## REQUIREMENT
From the records beneath, determine how many lines contain "pillar" and report only that figure.

[[ AVAILABLE RECORDS open ]]

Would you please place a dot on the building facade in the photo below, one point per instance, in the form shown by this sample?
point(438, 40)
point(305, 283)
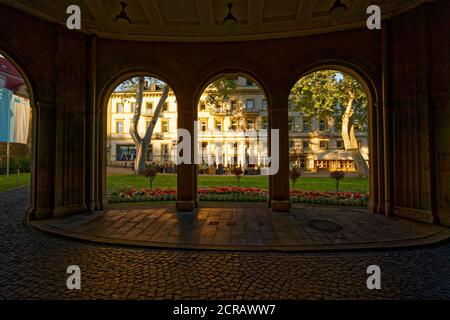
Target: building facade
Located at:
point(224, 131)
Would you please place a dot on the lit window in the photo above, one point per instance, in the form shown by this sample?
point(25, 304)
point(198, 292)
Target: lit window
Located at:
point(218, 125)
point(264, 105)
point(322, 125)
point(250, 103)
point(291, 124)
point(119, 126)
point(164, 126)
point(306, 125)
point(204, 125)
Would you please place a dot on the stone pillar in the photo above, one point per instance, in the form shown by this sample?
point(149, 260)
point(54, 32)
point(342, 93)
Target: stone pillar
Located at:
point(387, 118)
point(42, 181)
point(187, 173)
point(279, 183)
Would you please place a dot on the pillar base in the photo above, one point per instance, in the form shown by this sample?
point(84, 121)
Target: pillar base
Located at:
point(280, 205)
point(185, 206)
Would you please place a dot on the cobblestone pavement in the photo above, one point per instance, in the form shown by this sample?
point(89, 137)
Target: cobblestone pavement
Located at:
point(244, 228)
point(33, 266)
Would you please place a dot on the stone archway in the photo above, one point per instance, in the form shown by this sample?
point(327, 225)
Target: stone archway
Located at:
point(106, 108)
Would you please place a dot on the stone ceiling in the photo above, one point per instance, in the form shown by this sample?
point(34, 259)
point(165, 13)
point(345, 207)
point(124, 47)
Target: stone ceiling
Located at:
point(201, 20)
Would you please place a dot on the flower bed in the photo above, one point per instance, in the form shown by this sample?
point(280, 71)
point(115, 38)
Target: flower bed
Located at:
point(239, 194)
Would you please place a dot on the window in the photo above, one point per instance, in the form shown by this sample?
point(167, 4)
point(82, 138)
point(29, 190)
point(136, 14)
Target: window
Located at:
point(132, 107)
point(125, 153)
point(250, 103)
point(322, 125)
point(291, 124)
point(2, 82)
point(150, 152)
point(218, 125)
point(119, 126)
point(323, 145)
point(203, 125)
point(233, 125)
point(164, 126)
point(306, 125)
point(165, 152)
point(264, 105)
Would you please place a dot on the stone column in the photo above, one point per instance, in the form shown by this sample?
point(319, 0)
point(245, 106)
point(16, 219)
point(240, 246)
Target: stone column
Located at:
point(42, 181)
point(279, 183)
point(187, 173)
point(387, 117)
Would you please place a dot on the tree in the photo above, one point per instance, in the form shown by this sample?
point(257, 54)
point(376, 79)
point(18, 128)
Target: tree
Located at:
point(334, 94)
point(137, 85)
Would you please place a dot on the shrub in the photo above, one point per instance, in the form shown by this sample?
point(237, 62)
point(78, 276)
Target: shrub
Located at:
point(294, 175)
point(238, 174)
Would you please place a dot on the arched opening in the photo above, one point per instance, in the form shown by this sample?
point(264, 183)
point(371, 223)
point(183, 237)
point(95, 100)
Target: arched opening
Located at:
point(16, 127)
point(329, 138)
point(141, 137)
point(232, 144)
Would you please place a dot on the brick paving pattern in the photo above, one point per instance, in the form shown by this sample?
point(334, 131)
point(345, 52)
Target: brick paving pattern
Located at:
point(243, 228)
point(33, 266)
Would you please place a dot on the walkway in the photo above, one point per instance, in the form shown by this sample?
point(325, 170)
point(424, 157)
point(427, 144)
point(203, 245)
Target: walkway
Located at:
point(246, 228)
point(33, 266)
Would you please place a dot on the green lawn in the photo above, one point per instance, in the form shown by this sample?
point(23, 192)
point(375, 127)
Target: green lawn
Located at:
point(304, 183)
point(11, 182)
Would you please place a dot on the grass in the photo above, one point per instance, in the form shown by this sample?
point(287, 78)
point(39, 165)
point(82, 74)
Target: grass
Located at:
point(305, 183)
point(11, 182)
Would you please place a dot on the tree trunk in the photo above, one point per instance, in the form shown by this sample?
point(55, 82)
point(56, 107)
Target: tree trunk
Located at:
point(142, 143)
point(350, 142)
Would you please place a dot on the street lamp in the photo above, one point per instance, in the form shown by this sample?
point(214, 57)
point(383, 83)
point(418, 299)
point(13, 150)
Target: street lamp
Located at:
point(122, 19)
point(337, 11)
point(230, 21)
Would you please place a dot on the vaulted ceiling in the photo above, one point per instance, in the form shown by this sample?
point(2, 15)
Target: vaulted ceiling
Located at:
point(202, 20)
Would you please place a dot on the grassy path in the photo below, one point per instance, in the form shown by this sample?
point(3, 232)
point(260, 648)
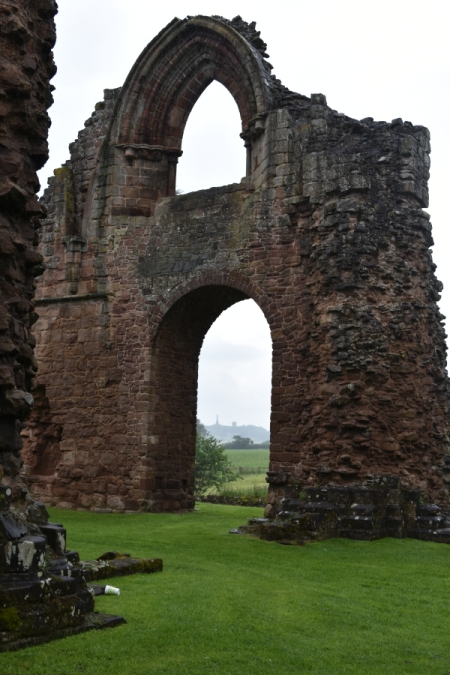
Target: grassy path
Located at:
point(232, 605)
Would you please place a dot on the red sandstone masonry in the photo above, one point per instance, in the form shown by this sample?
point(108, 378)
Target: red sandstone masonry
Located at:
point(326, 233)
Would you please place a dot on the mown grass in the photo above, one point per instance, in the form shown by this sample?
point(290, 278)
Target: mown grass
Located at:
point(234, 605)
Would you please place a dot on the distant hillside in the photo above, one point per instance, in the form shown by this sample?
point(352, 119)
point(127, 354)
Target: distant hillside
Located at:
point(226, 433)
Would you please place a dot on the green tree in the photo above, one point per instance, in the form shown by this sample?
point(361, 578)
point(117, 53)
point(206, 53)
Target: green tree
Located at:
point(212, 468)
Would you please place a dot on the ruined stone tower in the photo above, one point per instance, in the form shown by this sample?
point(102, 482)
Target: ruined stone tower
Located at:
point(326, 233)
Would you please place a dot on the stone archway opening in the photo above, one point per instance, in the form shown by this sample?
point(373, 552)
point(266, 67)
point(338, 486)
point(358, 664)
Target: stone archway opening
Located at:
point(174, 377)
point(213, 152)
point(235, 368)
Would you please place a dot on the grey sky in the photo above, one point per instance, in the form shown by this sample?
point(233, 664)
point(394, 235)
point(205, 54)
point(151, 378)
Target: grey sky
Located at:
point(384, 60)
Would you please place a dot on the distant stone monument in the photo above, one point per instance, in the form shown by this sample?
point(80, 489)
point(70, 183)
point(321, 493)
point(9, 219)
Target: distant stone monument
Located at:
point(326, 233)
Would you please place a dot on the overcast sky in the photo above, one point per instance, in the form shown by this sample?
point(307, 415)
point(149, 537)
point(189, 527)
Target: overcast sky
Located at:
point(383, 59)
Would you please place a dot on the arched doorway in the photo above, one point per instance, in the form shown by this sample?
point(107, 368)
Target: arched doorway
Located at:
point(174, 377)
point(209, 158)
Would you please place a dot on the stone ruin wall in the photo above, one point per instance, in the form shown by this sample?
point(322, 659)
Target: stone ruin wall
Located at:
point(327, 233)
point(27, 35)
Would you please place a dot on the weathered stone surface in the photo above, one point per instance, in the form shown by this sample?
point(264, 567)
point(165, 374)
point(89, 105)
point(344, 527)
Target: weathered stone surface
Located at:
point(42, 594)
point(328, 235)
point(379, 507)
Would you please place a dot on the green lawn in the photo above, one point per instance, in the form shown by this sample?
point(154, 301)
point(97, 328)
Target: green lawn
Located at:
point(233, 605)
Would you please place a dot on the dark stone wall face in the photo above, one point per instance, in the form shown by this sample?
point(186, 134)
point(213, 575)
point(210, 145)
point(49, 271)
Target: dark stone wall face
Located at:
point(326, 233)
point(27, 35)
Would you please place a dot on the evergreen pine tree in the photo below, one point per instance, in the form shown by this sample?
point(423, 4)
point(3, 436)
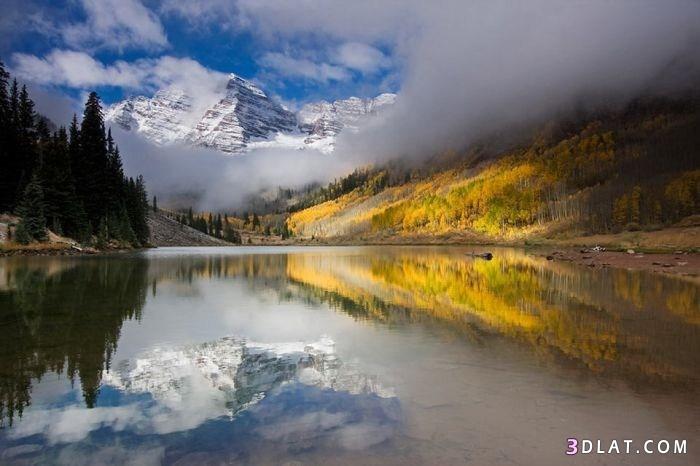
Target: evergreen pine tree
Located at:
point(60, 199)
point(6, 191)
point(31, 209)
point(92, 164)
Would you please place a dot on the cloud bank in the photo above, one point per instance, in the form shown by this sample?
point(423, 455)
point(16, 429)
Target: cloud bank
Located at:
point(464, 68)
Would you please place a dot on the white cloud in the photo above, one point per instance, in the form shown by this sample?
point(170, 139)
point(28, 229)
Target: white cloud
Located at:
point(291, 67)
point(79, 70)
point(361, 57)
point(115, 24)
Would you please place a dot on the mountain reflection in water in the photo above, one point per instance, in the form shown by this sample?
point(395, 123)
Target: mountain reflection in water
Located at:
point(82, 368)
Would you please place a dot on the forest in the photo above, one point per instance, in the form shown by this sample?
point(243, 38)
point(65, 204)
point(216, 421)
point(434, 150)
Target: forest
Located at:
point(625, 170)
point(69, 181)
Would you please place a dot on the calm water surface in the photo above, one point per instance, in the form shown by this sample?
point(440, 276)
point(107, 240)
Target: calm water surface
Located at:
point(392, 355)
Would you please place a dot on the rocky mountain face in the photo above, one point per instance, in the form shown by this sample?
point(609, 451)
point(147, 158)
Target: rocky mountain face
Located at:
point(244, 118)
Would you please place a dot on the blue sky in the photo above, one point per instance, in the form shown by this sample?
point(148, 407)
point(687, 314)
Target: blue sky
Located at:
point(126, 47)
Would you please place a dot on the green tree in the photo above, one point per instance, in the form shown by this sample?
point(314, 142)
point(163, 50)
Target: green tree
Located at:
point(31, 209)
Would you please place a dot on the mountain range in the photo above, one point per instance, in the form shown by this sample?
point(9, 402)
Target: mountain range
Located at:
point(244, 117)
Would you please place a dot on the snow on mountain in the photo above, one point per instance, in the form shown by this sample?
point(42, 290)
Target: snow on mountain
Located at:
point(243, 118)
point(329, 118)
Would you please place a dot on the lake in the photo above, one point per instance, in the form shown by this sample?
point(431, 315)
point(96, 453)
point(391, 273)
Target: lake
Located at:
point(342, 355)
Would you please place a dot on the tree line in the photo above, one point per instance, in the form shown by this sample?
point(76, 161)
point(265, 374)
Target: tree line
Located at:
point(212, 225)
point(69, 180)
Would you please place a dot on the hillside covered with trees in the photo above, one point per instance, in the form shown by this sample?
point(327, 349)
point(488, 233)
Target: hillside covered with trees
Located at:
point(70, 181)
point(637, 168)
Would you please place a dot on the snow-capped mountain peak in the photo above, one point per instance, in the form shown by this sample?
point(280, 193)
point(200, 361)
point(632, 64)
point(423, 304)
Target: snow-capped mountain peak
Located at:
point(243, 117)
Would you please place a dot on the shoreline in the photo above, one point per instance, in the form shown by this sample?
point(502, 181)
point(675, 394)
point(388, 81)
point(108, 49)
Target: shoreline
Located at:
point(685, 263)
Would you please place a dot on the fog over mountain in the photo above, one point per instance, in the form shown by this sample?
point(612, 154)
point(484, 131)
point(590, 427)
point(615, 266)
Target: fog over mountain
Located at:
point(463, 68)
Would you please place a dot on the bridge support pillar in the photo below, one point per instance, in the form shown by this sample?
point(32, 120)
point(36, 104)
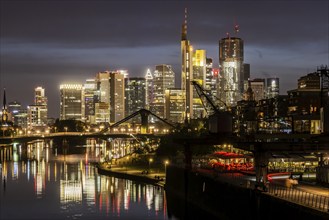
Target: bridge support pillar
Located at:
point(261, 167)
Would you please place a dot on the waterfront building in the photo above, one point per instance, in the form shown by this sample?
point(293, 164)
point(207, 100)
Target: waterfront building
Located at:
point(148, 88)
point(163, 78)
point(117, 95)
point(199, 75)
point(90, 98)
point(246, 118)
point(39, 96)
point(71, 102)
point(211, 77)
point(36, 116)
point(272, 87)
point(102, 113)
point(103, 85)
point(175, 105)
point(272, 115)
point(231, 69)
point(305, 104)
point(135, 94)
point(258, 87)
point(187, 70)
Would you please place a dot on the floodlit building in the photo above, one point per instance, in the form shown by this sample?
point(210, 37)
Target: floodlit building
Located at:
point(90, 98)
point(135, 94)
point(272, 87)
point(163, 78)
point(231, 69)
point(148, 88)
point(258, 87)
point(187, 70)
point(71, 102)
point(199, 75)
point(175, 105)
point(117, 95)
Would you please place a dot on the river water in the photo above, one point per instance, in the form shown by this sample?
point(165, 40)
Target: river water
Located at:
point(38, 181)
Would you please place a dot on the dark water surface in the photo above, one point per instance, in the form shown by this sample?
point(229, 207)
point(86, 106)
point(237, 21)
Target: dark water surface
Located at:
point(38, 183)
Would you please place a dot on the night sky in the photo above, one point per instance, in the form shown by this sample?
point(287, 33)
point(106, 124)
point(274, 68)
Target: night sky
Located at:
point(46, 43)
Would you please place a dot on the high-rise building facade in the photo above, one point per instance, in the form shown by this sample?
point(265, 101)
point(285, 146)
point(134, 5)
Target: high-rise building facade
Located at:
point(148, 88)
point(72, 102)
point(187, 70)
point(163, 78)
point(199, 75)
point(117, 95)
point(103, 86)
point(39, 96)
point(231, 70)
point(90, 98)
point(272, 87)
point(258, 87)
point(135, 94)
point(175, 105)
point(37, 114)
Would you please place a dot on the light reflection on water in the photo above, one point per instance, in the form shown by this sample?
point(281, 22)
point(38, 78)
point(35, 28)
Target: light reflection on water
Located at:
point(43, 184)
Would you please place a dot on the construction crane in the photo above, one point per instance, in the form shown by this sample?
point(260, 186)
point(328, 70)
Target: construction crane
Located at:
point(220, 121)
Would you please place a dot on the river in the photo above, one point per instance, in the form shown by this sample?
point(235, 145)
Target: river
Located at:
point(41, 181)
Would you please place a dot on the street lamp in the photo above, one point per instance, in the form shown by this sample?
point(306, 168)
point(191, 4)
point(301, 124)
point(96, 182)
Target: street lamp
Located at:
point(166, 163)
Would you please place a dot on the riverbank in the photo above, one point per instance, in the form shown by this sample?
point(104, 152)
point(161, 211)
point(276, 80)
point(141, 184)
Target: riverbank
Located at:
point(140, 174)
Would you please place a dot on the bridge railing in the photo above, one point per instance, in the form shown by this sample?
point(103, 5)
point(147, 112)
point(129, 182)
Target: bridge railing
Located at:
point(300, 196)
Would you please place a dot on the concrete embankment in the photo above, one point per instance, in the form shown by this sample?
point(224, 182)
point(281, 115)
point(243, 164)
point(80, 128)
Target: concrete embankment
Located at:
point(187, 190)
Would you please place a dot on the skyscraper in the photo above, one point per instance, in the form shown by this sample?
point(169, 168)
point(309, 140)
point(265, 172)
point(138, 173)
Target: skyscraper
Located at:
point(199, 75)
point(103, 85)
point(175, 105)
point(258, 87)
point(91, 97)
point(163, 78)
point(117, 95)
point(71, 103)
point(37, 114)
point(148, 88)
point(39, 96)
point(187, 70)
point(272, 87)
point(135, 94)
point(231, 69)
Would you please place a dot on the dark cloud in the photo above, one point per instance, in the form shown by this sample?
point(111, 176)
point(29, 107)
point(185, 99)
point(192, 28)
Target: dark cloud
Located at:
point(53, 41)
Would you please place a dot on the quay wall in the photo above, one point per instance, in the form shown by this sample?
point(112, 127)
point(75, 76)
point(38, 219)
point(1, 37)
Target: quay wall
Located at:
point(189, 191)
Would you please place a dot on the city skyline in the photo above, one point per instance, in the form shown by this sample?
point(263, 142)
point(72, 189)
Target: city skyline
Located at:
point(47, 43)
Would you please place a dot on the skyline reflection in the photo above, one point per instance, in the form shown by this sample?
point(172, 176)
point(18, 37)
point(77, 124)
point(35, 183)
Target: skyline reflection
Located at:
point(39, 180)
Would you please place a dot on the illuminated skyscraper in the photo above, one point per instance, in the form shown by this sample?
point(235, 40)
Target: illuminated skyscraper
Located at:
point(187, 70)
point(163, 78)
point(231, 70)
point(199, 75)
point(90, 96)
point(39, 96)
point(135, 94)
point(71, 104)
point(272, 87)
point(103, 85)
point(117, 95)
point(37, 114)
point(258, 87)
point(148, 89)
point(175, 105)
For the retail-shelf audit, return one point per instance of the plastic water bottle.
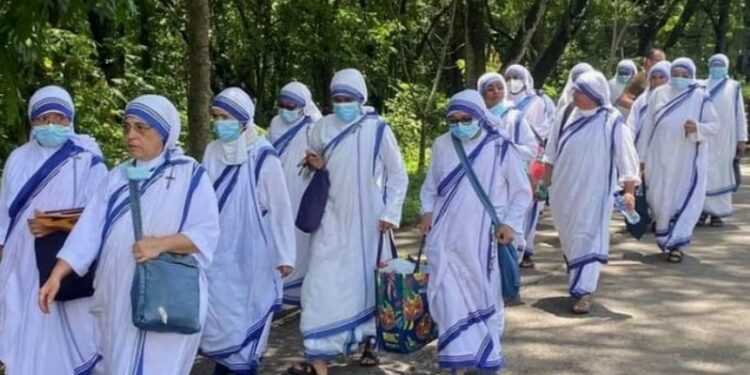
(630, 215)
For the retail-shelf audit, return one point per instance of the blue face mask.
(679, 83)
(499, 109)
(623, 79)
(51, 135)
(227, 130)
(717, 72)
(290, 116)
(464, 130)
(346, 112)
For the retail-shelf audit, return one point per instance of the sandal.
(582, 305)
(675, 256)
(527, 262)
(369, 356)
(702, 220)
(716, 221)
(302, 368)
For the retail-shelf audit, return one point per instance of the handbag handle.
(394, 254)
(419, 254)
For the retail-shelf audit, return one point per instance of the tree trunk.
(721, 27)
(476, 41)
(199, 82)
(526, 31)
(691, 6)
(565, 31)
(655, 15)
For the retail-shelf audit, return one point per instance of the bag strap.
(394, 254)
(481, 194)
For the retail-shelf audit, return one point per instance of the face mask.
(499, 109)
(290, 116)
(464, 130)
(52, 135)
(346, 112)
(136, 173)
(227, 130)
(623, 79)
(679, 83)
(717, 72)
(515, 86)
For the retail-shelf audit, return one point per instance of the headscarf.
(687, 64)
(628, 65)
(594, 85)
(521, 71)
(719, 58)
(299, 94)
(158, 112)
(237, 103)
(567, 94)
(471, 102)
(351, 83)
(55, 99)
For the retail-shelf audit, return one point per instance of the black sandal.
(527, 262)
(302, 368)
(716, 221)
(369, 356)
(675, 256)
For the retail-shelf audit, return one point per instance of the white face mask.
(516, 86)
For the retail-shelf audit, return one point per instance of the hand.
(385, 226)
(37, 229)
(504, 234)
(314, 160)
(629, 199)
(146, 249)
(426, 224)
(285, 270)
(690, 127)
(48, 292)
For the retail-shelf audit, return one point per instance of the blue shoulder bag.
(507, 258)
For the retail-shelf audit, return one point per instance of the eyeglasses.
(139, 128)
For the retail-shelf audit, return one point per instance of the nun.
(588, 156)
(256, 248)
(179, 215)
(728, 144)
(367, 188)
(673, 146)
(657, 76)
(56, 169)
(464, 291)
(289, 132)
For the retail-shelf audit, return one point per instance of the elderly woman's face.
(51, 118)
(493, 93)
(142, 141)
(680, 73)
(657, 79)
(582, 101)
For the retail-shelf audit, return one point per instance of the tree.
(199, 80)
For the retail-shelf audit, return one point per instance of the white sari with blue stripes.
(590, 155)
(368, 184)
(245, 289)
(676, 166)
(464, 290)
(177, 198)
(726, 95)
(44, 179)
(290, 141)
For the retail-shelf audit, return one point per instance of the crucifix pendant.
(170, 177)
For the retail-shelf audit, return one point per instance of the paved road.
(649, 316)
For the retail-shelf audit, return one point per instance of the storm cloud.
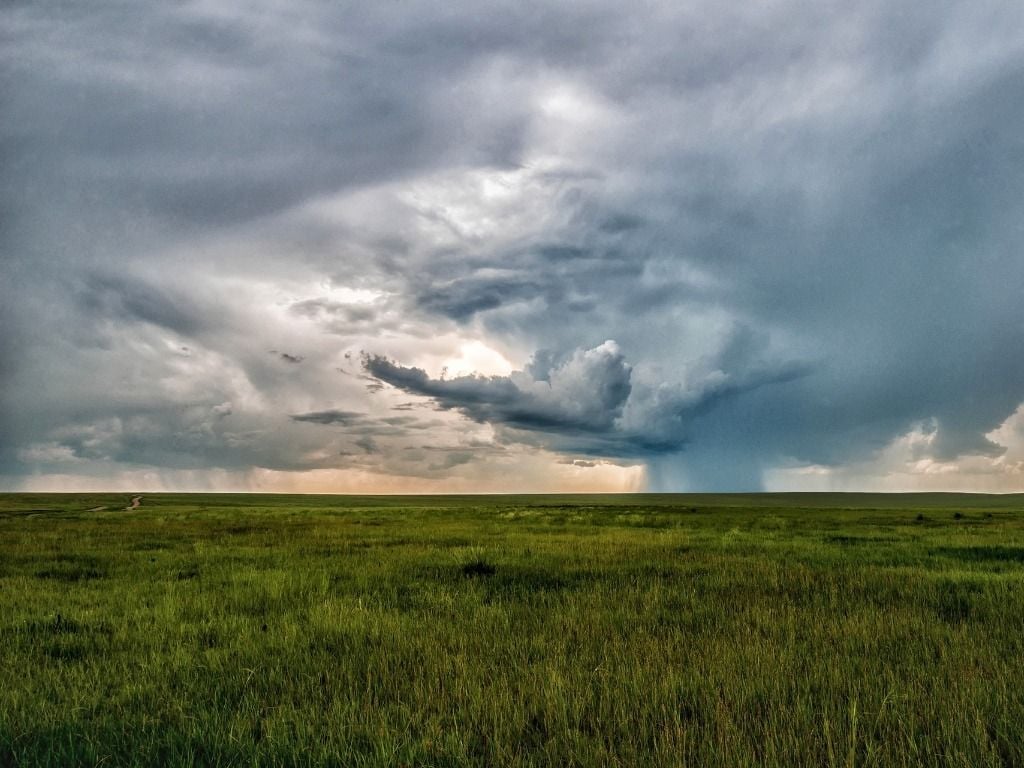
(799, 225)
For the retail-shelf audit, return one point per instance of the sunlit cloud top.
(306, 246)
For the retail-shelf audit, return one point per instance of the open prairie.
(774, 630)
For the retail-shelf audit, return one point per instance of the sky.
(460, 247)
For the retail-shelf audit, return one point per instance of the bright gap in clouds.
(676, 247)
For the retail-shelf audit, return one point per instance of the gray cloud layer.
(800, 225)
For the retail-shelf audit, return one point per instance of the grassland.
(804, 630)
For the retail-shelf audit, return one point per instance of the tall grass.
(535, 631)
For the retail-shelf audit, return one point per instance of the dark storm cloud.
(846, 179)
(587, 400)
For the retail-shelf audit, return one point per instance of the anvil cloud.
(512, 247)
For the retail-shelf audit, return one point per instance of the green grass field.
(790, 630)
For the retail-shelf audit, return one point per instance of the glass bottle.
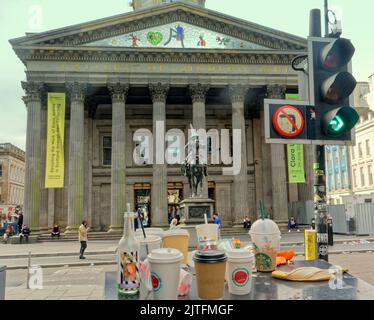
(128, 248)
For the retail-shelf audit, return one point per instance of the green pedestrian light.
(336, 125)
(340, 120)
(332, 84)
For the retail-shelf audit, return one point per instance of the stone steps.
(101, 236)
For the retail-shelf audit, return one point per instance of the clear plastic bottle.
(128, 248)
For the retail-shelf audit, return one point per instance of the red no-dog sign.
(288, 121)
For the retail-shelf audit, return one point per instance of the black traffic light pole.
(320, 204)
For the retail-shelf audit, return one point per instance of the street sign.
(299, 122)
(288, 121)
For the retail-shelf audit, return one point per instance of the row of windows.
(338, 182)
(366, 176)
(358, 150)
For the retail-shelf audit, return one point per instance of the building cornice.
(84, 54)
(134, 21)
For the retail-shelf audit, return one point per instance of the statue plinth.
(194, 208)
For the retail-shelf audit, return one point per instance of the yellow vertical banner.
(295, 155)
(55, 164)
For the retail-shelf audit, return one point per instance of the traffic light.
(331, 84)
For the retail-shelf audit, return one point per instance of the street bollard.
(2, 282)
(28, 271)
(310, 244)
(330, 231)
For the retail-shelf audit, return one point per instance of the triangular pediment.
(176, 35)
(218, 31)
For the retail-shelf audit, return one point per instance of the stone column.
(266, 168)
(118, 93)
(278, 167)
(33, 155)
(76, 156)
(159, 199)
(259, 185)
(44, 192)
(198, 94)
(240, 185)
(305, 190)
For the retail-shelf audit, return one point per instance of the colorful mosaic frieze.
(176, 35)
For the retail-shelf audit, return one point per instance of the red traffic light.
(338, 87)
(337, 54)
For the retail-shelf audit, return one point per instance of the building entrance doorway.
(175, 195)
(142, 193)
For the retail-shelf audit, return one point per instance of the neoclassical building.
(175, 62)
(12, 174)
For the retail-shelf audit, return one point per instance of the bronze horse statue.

[[ AVAILABLE RECORDS closed ]]

## COMPLETED TASK
6